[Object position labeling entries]
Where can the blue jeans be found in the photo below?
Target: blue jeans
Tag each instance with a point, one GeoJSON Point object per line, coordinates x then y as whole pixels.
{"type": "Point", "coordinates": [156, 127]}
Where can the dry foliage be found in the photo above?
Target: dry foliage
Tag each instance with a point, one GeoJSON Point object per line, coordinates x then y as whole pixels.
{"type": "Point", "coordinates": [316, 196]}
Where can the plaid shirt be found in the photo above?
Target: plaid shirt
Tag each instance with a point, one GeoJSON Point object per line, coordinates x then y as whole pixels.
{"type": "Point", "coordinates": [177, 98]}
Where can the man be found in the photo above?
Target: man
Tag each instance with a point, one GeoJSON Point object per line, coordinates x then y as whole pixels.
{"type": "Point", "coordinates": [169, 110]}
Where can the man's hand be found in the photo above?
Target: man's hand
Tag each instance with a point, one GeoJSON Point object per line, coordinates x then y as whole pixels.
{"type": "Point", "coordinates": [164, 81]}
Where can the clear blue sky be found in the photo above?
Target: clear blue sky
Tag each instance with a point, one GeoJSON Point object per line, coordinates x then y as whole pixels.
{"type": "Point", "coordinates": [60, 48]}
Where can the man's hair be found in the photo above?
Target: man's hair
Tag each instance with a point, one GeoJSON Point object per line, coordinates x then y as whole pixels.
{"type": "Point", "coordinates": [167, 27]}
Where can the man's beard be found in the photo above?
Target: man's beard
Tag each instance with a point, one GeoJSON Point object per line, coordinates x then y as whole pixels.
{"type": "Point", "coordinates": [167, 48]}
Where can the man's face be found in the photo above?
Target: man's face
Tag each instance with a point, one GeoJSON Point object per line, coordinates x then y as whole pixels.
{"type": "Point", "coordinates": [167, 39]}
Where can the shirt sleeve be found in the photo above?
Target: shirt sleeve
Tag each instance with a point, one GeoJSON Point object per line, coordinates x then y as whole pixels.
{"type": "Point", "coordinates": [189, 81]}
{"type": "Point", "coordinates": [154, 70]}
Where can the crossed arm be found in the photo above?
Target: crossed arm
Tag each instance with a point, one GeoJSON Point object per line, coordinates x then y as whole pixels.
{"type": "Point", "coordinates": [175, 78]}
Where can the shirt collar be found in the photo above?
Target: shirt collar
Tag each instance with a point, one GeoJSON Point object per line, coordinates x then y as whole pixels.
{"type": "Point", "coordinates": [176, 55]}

Written instruction
Output exactly the lines from the one containing "Where can the crossed" through the last line of the entries, both ends included.

Result of the exercise
Where can the crossed arm be found in the photo above?
Target: crossed arm
Tag each instance with a point, one GeoJSON Point object per line, coordinates x then y as whole pixels.
{"type": "Point", "coordinates": [175, 78]}
Where can the shirt collar be found in the photo above?
Target: shirt collar
Tag each instance with a point, one GeoJSON Point object per line, coordinates x then y as whole pixels.
{"type": "Point", "coordinates": [176, 55]}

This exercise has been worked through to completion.